Stored dataset items:
-- Opening Marker --

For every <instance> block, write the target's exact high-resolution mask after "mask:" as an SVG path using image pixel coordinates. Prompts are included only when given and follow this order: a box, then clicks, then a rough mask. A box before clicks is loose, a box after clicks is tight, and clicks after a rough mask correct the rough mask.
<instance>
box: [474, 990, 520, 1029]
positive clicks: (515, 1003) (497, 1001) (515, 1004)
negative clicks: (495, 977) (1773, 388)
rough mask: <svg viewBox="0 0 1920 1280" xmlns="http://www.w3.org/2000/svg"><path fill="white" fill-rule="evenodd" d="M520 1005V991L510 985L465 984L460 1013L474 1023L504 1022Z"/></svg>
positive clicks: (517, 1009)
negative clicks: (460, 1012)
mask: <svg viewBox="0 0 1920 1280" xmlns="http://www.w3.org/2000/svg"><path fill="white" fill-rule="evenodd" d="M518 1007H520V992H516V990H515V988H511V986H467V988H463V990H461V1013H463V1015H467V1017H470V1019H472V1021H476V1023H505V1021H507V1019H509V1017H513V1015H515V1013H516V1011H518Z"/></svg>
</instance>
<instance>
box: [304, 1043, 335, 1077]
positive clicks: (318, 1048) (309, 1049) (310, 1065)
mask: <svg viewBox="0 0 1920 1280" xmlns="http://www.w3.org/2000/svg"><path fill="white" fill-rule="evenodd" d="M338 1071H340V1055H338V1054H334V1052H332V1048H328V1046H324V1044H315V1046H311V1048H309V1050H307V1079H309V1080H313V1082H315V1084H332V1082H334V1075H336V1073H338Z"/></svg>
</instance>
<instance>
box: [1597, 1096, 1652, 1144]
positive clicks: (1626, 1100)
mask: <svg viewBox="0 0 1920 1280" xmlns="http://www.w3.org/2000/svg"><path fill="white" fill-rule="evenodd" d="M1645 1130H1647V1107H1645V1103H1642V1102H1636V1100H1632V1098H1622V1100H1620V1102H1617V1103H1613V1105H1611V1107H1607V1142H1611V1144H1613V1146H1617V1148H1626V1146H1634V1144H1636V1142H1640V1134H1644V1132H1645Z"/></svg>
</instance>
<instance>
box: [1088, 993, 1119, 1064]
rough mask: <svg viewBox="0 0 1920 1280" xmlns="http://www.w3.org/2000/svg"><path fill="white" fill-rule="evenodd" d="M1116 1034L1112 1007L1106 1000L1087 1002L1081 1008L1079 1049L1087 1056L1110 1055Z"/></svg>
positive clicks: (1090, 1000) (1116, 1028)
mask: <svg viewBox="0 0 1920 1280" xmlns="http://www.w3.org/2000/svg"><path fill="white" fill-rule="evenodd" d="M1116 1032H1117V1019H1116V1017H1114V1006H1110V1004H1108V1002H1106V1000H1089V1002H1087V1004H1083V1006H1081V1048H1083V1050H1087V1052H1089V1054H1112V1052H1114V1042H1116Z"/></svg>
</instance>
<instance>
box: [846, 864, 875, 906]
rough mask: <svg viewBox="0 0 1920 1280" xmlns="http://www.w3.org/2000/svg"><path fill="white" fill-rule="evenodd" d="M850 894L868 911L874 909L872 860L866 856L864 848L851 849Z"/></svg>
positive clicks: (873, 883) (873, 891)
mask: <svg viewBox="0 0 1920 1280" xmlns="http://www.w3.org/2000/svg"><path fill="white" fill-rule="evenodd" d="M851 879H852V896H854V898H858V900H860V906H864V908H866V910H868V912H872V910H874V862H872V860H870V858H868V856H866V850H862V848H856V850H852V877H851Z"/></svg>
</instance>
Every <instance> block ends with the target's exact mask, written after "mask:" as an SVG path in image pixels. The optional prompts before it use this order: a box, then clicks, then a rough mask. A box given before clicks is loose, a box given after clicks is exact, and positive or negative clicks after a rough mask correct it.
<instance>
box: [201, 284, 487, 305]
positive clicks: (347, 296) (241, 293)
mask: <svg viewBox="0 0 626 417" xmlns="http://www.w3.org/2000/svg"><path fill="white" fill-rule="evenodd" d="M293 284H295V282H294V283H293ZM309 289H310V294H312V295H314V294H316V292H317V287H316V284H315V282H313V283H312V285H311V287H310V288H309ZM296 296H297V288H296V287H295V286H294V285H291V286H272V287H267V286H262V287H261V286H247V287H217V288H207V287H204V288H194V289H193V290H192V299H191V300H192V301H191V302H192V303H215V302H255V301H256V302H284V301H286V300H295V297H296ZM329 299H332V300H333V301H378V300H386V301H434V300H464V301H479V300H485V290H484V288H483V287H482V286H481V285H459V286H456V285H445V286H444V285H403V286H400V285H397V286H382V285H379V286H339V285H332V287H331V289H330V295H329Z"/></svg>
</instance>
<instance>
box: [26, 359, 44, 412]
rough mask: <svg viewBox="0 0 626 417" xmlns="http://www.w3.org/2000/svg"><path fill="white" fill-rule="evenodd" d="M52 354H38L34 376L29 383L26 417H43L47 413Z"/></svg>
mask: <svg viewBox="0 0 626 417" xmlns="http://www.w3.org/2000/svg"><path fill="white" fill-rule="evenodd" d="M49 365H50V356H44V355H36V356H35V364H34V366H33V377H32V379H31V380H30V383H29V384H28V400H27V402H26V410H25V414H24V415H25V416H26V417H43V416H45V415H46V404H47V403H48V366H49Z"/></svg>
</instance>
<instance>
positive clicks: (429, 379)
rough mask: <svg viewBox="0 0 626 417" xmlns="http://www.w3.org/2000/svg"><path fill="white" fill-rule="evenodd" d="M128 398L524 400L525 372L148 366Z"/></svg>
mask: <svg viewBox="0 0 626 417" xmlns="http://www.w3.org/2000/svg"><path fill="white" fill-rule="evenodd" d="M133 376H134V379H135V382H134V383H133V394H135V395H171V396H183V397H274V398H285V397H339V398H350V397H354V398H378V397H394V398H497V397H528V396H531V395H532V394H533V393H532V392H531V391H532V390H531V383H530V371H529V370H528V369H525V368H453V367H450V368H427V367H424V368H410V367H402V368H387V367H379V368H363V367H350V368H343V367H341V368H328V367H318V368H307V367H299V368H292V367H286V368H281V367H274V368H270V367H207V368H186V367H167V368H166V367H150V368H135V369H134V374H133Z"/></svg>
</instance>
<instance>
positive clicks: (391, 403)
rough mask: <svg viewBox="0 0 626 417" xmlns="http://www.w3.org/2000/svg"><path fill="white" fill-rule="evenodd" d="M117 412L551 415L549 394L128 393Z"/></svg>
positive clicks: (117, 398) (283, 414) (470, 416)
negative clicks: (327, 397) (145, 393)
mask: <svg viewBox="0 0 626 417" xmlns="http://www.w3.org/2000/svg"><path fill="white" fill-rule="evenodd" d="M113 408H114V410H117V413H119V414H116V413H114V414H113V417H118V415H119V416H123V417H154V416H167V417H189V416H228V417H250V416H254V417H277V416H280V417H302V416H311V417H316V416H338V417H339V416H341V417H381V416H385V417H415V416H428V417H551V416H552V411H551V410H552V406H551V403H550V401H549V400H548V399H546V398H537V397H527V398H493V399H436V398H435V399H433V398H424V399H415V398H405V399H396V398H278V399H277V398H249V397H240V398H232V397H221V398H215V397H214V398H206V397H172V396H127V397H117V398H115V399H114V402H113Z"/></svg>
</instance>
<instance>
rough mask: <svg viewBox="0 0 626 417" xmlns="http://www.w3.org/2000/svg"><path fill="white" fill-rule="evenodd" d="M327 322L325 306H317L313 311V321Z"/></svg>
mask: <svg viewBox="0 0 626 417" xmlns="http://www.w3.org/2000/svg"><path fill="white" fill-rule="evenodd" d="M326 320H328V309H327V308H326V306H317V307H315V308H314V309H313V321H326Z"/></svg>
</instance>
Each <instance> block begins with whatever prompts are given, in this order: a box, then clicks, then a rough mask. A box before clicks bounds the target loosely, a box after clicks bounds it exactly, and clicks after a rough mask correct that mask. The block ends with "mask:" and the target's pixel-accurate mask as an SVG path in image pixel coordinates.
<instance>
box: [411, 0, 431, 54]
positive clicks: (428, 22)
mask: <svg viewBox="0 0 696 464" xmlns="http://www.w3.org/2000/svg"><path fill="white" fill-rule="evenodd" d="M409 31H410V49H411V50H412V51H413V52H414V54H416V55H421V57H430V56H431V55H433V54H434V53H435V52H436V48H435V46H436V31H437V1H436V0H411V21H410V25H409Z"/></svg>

-- Closing Marker --

THE PROBLEM:
Whenever a line of the data contains "coordinates", it counts; state how many such lines there are, with nothing added.

WRITTEN RESPONSE:
2